━━━━━ PROVIDED DATA ━━━━━

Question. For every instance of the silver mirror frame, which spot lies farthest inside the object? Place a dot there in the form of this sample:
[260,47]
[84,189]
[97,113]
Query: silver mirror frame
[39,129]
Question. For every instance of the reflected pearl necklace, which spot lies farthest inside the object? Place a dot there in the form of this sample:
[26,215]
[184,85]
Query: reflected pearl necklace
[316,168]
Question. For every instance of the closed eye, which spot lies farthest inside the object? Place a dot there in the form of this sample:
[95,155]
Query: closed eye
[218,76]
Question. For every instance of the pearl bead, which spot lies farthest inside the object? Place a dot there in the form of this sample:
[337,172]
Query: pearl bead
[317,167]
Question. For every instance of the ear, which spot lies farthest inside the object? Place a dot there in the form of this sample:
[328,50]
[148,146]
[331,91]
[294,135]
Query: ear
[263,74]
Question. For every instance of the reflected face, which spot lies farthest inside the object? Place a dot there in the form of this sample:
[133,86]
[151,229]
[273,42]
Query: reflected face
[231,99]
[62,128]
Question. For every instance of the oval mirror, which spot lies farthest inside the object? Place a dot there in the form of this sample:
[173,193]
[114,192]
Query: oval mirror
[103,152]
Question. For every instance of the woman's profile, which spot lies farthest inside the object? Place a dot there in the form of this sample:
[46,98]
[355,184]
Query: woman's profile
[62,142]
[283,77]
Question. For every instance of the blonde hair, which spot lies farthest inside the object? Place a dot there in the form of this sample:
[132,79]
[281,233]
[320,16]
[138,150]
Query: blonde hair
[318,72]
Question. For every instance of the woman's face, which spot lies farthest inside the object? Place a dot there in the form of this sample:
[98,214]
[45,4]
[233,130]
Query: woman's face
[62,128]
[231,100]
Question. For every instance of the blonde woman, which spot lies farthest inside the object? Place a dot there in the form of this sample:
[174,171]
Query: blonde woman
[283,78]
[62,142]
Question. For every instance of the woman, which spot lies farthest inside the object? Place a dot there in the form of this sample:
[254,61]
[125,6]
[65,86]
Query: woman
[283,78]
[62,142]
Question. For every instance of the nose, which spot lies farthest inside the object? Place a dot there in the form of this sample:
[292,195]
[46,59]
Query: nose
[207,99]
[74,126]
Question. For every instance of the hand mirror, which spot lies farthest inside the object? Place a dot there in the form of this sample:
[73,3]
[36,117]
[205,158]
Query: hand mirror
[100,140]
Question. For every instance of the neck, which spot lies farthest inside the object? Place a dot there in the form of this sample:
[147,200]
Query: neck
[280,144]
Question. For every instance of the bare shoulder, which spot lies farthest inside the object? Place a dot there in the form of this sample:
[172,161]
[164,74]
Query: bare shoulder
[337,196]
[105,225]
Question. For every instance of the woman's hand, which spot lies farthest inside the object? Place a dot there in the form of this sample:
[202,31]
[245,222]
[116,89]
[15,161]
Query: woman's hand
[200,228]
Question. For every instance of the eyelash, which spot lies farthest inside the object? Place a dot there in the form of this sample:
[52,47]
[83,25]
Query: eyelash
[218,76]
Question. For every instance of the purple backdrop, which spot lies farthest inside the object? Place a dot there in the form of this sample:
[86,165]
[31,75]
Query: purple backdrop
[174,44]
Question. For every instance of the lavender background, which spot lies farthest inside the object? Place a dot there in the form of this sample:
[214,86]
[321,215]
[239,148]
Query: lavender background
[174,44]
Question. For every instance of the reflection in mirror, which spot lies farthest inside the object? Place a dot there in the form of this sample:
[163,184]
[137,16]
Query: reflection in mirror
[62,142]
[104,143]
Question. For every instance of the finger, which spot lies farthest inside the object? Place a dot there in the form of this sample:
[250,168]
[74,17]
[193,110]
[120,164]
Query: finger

━━━━━

[TASK STATEMENT] Restate the entries above. Match them exactly.

[WRITTEN ANSWER]
Question. For every instance of the silver mirror frame, which spot lies farthest inside the object? Place a dot there in the form of this sample:
[260,47]
[84,189]
[97,113]
Query: silver mirror frame
[39,129]
Question. For every instance of the reflected pearl necklace, which spot lies farthest inside the object? Place a dot there in the form of this sample:
[26,215]
[184,85]
Query: reflected pearl necklace
[316,168]
Question. For every instance of the closed eye, which spot lies farthest inside the object? Place a dot there in the form of this sample:
[95,155]
Query: closed eye
[218,76]
Question. For every instance of the pearl bead, which spot lies farthest inside the object? Place a dot there in the form of this sample:
[337,172]
Query: pearl bead
[317,167]
Question. For every instance of the ear, which spot lies farthest inside the object? Place a dot there in the form of this sample:
[328,50]
[148,146]
[331,91]
[294,135]
Query: ear
[263,74]
Question. For every instance of the reflected face, which spot lies farthest inside the object? Place a dot there in the form of this sample:
[133,86]
[151,229]
[273,42]
Query: reflected face
[231,99]
[62,128]
Question. For every instance of the oval mirror, which spot lies farthest inside the object? Place a dot there in the form of this sample:
[173,193]
[114,192]
Query: oval mirror
[103,152]
Question. For every instance of the woman's profile, which spot lies farthest inside the object? Place a dot there in the form of this sample:
[46,98]
[355,184]
Query: woman's profile
[62,142]
[283,77]
Question. For every instance of the blonde hair, which spot lies farthest inside the object? Place a dot there in the form of this sample:
[132,79]
[281,233]
[320,16]
[138,150]
Query: blonde hair
[318,72]
Question. For every instance of the woman's face, which spot lies farthest inside the object? Place a dot there in the form of this sample:
[98,214]
[45,4]
[233,130]
Query: woman's face
[62,128]
[231,100]
Question. For every instance of the blonde woman, which spot lies farthest inside the object? Place a dot there in the form of this sample:
[174,171]
Query: blonde woman
[283,78]
[62,142]
Question. For every instance of the woman, which spot lies farthest inside the object? Place a dot there in the form of this sample:
[254,61]
[125,6]
[65,86]
Query: woman
[283,78]
[62,142]
Question. For every instance of the nose, which spot lies farthest inside the object? Place a dot there in the form of this sample:
[292,195]
[46,59]
Query: nose
[207,99]
[74,126]
Question. For every instance of the hand mirror, which spot lies farthest inside the object? Place a dot there in the form of this sample:
[73,3]
[36,117]
[205,158]
Query: hand mirror
[100,140]
Question. For every instance of the neck, which spot lies farthest inside the object? Place a dot there in the form of this sample:
[147,200]
Query: neck
[280,144]
Question. For every instance of the bare shoulder, which spot lies farthest inside the object? Place a dot there in the form of this sample:
[172,161]
[164,74]
Query: bare shoulder
[337,196]
[105,225]
Question. For every instance of the woman's hand, which spot lies farthest inside the object? Place a dot there in the form of this sample:
[202,31]
[245,222]
[116,89]
[15,161]
Query: woman's hand
[200,228]
Question. For every instance of the eyelash, which spot lies farthest inside the object? Place a dot there in the form of this sample:
[52,47]
[83,25]
Query: eyelash
[218,76]
Question. For every instance of the purple backdrop, which spot lies farthest inside the object? Place a dot there in the form of this sample:
[86,165]
[31,75]
Query: purple backdrop
[174,44]
Question. For every instance of the lavender background, which spot lies farthest inside the object? Place a dot there in the form of this sample:
[214,86]
[321,215]
[239,148]
Query: lavender background
[174,44]
Question. For every instance of the reflection in mirror, which spot lies farthest inside the object? Place a dot there in the form of this sample:
[163,184]
[137,16]
Query: reflection in mirror
[62,142]
[104,143]
Question. For every instance of the finger, which spot lies farthest inside the object? Place a dot there in the form of this sample:
[250,168]
[74,17]
[193,110]
[120,164]
Query: finger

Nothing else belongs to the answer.